■ **EXERCISE DETAILS**
All of the data must be retyped exactly, with nothing left out.

■ **RECORDS PROVIDED**
--- START ---

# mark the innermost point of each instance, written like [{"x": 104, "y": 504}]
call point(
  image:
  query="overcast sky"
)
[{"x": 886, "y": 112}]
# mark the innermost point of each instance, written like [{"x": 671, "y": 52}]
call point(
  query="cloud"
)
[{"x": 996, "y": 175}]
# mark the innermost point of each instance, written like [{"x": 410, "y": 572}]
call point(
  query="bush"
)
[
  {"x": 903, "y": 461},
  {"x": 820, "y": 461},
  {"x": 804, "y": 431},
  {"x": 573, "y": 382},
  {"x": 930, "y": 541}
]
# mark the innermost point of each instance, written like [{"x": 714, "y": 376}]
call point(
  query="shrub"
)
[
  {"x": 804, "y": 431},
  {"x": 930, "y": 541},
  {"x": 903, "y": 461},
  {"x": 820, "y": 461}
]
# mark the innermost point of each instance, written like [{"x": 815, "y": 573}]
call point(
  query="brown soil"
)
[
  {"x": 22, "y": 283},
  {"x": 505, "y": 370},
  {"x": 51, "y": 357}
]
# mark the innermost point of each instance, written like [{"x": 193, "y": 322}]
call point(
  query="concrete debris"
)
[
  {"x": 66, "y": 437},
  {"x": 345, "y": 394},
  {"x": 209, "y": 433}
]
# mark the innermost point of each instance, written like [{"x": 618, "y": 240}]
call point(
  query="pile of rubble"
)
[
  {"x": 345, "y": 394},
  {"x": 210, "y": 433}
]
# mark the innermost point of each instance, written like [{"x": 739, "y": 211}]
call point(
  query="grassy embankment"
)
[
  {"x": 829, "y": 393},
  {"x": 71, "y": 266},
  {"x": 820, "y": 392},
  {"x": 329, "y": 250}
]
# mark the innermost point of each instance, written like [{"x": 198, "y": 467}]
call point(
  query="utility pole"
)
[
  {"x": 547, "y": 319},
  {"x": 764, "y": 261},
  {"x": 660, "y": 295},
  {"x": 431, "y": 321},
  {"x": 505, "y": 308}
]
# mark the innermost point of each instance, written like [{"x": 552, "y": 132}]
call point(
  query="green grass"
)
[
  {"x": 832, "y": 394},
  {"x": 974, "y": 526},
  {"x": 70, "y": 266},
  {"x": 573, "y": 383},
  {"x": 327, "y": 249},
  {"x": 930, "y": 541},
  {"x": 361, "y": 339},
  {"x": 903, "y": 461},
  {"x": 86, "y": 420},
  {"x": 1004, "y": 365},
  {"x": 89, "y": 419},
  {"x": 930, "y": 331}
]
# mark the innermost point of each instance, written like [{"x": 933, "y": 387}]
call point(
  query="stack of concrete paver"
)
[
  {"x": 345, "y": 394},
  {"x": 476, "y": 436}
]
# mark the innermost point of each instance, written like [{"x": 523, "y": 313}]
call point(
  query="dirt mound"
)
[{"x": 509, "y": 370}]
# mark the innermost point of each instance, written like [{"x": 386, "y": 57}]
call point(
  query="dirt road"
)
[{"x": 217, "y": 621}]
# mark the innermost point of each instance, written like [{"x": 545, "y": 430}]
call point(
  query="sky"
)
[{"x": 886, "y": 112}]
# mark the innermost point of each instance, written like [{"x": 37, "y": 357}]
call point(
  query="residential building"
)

--- END ---

■ **EXERCISE RESULT**
# mark the innermost point of each instance, written like [{"x": 104, "y": 504}]
call point(
  image:
  query="overcast sky"
)
[{"x": 886, "y": 112}]
# mark the innermost point of each instance, written like [{"x": 671, "y": 52}]
call point(
  query="cloud"
)
[{"x": 996, "y": 175}]
# mark the innermost point of each instance, written like [{"x": 410, "y": 572}]
call point(
  query="bush"
)
[
  {"x": 903, "y": 461},
  {"x": 820, "y": 461},
  {"x": 804, "y": 431},
  {"x": 573, "y": 382},
  {"x": 930, "y": 541}
]
# mark the innermost point of each instance, written like [{"x": 714, "y": 376}]
call point(
  query="shrub"
)
[
  {"x": 804, "y": 431},
  {"x": 930, "y": 541},
  {"x": 903, "y": 461},
  {"x": 820, "y": 461}
]
# mark the innermost point of each instance, written like [{"x": 815, "y": 573}]
call point(
  query="brown soil"
)
[
  {"x": 22, "y": 283},
  {"x": 505, "y": 370},
  {"x": 51, "y": 357}
]
# mark the innermost point of each instance, written like [{"x": 193, "y": 322}]
call point(
  query="concrete debris"
)
[
  {"x": 66, "y": 437},
  {"x": 345, "y": 394},
  {"x": 209, "y": 433}
]
# mark the innermost point of each instance, written like [{"x": 618, "y": 240}]
call point(
  query="pile of rubble"
)
[
  {"x": 345, "y": 394},
  {"x": 210, "y": 433}
]
# mark the innermost point of each instance, written like [{"x": 739, "y": 211}]
call point(
  query="grassy embankment"
)
[
  {"x": 829, "y": 393},
  {"x": 71, "y": 266},
  {"x": 820, "y": 392},
  {"x": 329, "y": 250}
]
# mark the innermost point of each instance, written like [{"x": 198, "y": 467}]
call point(
  query="utility pole"
)
[
  {"x": 547, "y": 319},
  {"x": 764, "y": 261},
  {"x": 660, "y": 295},
  {"x": 431, "y": 321},
  {"x": 505, "y": 308}
]
# mark the innermost point of each instance, written like [{"x": 552, "y": 132}]
call point(
  query="green grass"
)
[
  {"x": 832, "y": 394},
  {"x": 974, "y": 526},
  {"x": 70, "y": 266},
  {"x": 573, "y": 383},
  {"x": 327, "y": 249},
  {"x": 930, "y": 541},
  {"x": 361, "y": 339},
  {"x": 903, "y": 461},
  {"x": 86, "y": 420},
  {"x": 1004, "y": 365},
  {"x": 89, "y": 419},
  {"x": 930, "y": 331}
]
# mark the innermost point of each instance, written like [{"x": 933, "y": 387}]
call point(
  query="stack of concrete paver"
)
[
  {"x": 345, "y": 394},
  {"x": 476, "y": 436}
]
# mark the innermost point of each instance, written like [{"x": 523, "y": 313}]
call point(
  query="dirt mound"
)
[{"x": 509, "y": 370}]
# mark the innermost point of each instance, written like [{"x": 386, "y": 57}]
call point(
  query="dirt road"
)
[{"x": 217, "y": 621}]
# mark the innermost point of each instance, written like [{"x": 545, "y": 430}]
call point(
  query="sky"
)
[{"x": 886, "y": 112}]
# mark the innermost point of each instance, written like [{"x": 37, "y": 357}]
call point(
  query="residential building"
)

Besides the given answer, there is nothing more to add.